----- PAGE

Getting the Most from Outside Capital

By Ray Sclafani | January 16, 2026

– Insights from Liz Nesvold at our 2025 ClientWise Ensemble Leaders’ Summit –

Your business is more than just a balance sheet; it’s your life’s work. Yet there often comes a point when the desire for accelerated growth, the need to scale, or the absence of a succession plan requires more than organic cash flow. This is where the power and potential of outside capital come into play.

Bringing on a capital partner is invariably one of the most significant decisions you will ever make as a firm leader. When executed correctly, it can serve as a high-octane accelerant for growth; but when poorly planned, it can lead to cultural erosion and strategic drift. To make the most of outside capital, you need to look beyond the basic revenue multiple and focus on long-term stewardship, cultural alignment, and strategic integration.

Why seek out capital now?

The most successful firms don’t raise capital just because it’s available. They seek it out because they’ve reached an inflection point. For most firms, these prompts typically fall into one of the following three categories:

  • Partner liquidity and succession: Maybe you have one or more partners preparing to exit the firm and need funds to buy out their ownership share. Perhaps you have a talented next-generation team in place as future successors, but the individuals lack the liquid capital to buy out a founding partner’s equity. Or you might simply want to take some equity off the table for personal liquidity. Outside capital can solve these challenges, providing owners with much-needed liquidity or helping to finance your G2 team’s path to ownership.

  • Growth capital: This is ‘offensive’ capital that can be used to hire specialized talent, move into larger headquarters, or fund lift-outs – bringing over teams from other organizations that may be seeking equity guarantees or upfront cash payments to make the transition to your firm.

  • M&A readiness: Capital could provide you with an invaluable ‘war chest’ to facilitate the acquisition of other firms, allowing you to follow clients into new markets or extend your service continuum (e.g., adding trust capabilities, deepening your financial planning bench, or gaining new specialized expertise such as working with physicians or athletes and entertainers).

----------
----- DATASET EXCERPTS

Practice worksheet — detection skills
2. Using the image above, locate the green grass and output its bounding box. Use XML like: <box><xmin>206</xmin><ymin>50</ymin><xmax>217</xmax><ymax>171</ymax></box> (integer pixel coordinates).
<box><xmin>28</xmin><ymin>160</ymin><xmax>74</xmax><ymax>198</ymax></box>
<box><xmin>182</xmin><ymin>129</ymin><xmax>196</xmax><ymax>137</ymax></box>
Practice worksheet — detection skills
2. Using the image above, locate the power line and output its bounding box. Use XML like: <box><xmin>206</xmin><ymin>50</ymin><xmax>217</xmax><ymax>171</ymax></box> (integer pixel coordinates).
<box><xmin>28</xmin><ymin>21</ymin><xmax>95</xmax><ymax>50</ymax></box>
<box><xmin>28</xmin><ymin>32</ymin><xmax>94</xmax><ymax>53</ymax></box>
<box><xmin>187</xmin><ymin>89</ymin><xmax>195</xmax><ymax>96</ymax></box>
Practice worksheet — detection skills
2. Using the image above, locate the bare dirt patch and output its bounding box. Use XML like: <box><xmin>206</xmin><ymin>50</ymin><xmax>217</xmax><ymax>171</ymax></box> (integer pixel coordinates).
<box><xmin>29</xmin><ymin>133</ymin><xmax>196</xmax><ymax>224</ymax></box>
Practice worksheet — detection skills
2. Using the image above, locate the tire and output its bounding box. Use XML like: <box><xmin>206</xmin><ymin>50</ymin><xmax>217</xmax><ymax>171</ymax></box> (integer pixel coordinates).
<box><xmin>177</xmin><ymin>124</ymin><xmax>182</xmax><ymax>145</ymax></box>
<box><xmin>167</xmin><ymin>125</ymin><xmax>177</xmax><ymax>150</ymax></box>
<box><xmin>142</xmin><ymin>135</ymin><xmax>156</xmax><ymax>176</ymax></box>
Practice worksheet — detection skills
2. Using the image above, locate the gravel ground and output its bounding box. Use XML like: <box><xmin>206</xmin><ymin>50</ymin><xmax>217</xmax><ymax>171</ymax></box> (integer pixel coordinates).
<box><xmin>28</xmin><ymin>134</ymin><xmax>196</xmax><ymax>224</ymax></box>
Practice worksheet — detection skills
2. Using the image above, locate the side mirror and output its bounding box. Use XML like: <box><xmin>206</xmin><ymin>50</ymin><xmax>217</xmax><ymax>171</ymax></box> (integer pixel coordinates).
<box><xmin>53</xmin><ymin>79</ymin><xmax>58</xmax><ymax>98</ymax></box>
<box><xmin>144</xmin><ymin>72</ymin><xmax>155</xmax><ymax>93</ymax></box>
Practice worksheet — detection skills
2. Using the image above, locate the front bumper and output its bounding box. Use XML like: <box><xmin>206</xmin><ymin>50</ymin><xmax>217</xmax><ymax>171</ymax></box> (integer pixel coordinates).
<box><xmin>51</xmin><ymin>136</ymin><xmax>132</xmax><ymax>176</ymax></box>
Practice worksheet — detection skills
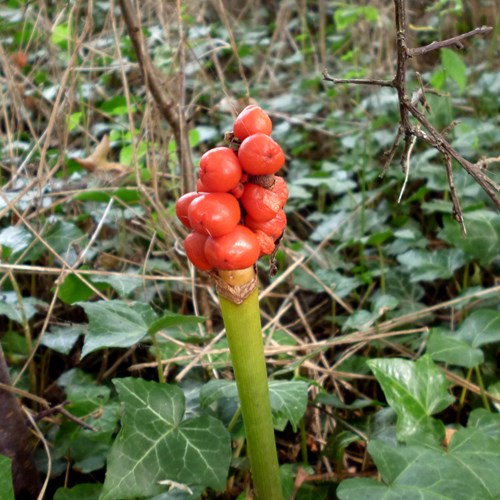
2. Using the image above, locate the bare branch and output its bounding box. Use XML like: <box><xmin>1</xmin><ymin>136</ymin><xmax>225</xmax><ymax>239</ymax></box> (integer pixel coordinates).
<box><xmin>323</xmin><ymin>0</ymin><xmax>500</xmax><ymax>217</ymax></box>
<box><xmin>444</xmin><ymin>154</ymin><xmax>467</xmax><ymax>236</ymax></box>
<box><xmin>408</xmin><ymin>26</ymin><xmax>493</xmax><ymax>57</ymax></box>
<box><xmin>323</xmin><ymin>69</ymin><xmax>394</xmax><ymax>87</ymax></box>
<box><xmin>118</xmin><ymin>0</ymin><xmax>195</xmax><ymax>192</ymax></box>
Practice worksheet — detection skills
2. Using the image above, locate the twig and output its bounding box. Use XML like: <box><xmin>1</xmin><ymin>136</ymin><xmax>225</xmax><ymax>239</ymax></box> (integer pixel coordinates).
<box><xmin>323</xmin><ymin>69</ymin><xmax>394</xmax><ymax>87</ymax></box>
<box><xmin>444</xmin><ymin>155</ymin><xmax>467</xmax><ymax>236</ymax></box>
<box><xmin>118</xmin><ymin>0</ymin><xmax>195</xmax><ymax>192</ymax></box>
<box><xmin>398</xmin><ymin>136</ymin><xmax>417</xmax><ymax>203</ymax></box>
<box><xmin>33</xmin><ymin>401</ymin><xmax>97</xmax><ymax>432</ymax></box>
<box><xmin>323</xmin><ymin>0</ymin><xmax>500</xmax><ymax>219</ymax></box>
<box><xmin>408</xmin><ymin>26</ymin><xmax>493</xmax><ymax>57</ymax></box>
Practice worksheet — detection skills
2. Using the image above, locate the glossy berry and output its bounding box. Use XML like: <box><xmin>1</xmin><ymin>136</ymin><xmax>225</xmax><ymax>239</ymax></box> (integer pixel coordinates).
<box><xmin>175</xmin><ymin>192</ymin><xmax>201</xmax><ymax>229</ymax></box>
<box><xmin>205</xmin><ymin>225</ymin><xmax>260</xmax><ymax>271</ymax></box>
<box><xmin>245</xmin><ymin>210</ymin><xmax>286</xmax><ymax>241</ymax></box>
<box><xmin>233</xmin><ymin>105</ymin><xmax>273</xmax><ymax>141</ymax></box>
<box><xmin>188</xmin><ymin>193</ymin><xmax>241</xmax><ymax>238</ymax></box>
<box><xmin>271</xmin><ymin>175</ymin><xmax>288</xmax><ymax>208</ymax></box>
<box><xmin>184</xmin><ymin>232</ymin><xmax>212</xmax><ymax>271</ymax></box>
<box><xmin>229</xmin><ymin>182</ymin><xmax>245</xmax><ymax>200</ymax></box>
<box><xmin>254</xmin><ymin>229</ymin><xmax>276</xmax><ymax>255</ymax></box>
<box><xmin>240</xmin><ymin>183</ymin><xmax>281</xmax><ymax>222</ymax></box>
<box><xmin>200</xmin><ymin>147</ymin><xmax>242</xmax><ymax>193</ymax></box>
<box><xmin>196</xmin><ymin>179</ymin><xmax>208</xmax><ymax>193</ymax></box>
<box><xmin>238</xmin><ymin>134</ymin><xmax>285</xmax><ymax>175</ymax></box>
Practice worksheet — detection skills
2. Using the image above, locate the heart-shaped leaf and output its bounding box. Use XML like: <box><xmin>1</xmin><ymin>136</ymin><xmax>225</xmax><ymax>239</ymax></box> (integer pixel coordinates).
<box><xmin>200</xmin><ymin>380</ymin><xmax>307</xmax><ymax>431</ymax></box>
<box><xmin>101</xmin><ymin>378</ymin><xmax>231</xmax><ymax>500</ymax></box>
<box><xmin>367</xmin><ymin>355</ymin><xmax>454</xmax><ymax>441</ymax></box>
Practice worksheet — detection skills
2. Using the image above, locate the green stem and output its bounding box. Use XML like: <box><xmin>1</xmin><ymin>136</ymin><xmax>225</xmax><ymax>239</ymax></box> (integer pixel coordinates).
<box><xmin>219</xmin><ymin>271</ymin><xmax>283</xmax><ymax>500</ymax></box>
<box><xmin>151</xmin><ymin>333</ymin><xmax>165</xmax><ymax>384</ymax></box>
<box><xmin>474</xmin><ymin>366</ymin><xmax>491</xmax><ymax>411</ymax></box>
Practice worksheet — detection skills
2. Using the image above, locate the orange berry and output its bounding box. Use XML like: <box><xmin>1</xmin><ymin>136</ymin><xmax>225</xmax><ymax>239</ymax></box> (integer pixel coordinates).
<box><xmin>238</xmin><ymin>134</ymin><xmax>285</xmax><ymax>175</ymax></box>
<box><xmin>233</xmin><ymin>105</ymin><xmax>273</xmax><ymax>141</ymax></box>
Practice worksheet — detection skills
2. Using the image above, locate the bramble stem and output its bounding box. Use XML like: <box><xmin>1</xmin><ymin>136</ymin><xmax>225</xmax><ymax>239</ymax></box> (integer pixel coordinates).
<box><xmin>219</xmin><ymin>268</ymin><xmax>283</xmax><ymax>500</ymax></box>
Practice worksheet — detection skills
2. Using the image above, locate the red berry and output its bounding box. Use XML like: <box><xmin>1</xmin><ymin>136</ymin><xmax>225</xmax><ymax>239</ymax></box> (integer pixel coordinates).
<box><xmin>200</xmin><ymin>147</ymin><xmax>242</xmax><ymax>193</ymax></box>
<box><xmin>205</xmin><ymin>225</ymin><xmax>260</xmax><ymax>271</ymax></box>
<box><xmin>245</xmin><ymin>210</ymin><xmax>286</xmax><ymax>241</ymax></box>
<box><xmin>233</xmin><ymin>105</ymin><xmax>273</xmax><ymax>141</ymax></box>
<box><xmin>229</xmin><ymin>182</ymin><xmax>245</xmax><ymax>200</ymax></box>
<box><xmin>238</xmin><ymin>134</ymin><xmax>285</xmax><ymax>175</ymax></box>
<box><xmin>188</xmin><ymin>193</ymin><xmax>241</xmax><ymax>238</ymax></box>
<box><xmin>184</xmin><ymin>233</ymin><xmax>212</xmax><ymax>271</ymax></box>
<box><xmin>196</xmin><ymin>179</ymin><xmax>208</xmax><ymax>193</ymax></box>
<box><xmin>240</xmin><ymin>183</ymin><xmax>281</xmax><ymax>222</ymax></box>
<box><xmin>175</xmin><ymin>192</ymin><xmax>201</xmax><ymax>229</ymax></box>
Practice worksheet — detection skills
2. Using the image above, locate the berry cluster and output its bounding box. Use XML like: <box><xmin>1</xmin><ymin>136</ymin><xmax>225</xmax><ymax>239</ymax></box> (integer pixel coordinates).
<box><xmin>175</xmin><ymin>105</ymin><xmax>288</xmax><ymax>271</ymax></box>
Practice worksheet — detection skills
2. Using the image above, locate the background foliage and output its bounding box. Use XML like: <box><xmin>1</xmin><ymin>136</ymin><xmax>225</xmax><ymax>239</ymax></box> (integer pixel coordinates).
<box><xmin>0</xmin><ymin>0</ymin><xmax>500</xmax><ymax>500</ymax></box>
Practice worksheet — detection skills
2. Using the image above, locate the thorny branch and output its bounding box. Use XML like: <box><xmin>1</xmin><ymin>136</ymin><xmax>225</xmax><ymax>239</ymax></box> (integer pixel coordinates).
<box><xmin>119</xmin><ymin>0</ymin><xmax>194</xmax><ymax>192</ymax></box>
<box><xmin>323</xmin><ymin>0</ymin><xmax>500</xmax><ymax>235</ymax></box>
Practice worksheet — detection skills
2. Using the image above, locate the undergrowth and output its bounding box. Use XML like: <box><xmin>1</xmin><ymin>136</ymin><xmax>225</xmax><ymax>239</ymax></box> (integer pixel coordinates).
<box><xmin>0</xmin><ymin>0</ymin><xmax>500</xmax><ymax>500</ymax></box>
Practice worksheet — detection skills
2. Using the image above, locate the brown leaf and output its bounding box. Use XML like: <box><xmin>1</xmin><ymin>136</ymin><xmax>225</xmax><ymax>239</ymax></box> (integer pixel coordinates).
<box><xmin>75</xmin><ymin>135</ymin><xmax>131</xmax><ymax>174</ymax></box>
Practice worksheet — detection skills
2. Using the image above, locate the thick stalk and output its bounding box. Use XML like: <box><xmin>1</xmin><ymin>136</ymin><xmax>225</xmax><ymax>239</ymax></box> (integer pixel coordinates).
<box><xmin>219</xmin><ymin>269</ymin><xmax>283</xmax><ymax>500</ymax></box>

----------

**PROBLEM TO WORK ON**
Resume the article on getting the most from outside capital, starting after its last sentence. You do not need the lines for anything here.

**RESULT OF THIS EXERCISE**
Stewardship and the intellectual curiosity of leaders

Investment bankers and advisors often focus solely on valuation multiples. However, intellectually curious leaders focus on Value Creation. They ask: “Where does this firm need to be in ten years, and how do we generate 10X our current impact?” Being a true steward of capital (whether it’s your own or a partner’s) requires breaking that 10-year vision down into actionable steps:

  1. Annual initiatives – Identifying your firm’s top three strategic moves for the year

  2. Quarterly benchmarks – Ensuring the business is meeting all the necessary KPIs to sustain healthy growth

  3. Human capital diligence – Understanding that every new hire or acquisition matters not just financially but also, to some extent, impacts the overall culture of your firm

The goal is to build an enduring business that can stand the test of time, even when the market eventually pulls back and weaker deals begin to crumble.

While M&A may seem exciting and offer a fast path to rapid growth, it should be pursued only when and if it aligns with your business’s strategy. Your firm should be ‘M&A ready’ long before you consider signing a letter of intent. This means focusing first on organic growth (far above and beyond market growth). Even if you’re a $1 billion firm aiming to attract a high-performing team, that team will want to see evidence of genuine growth.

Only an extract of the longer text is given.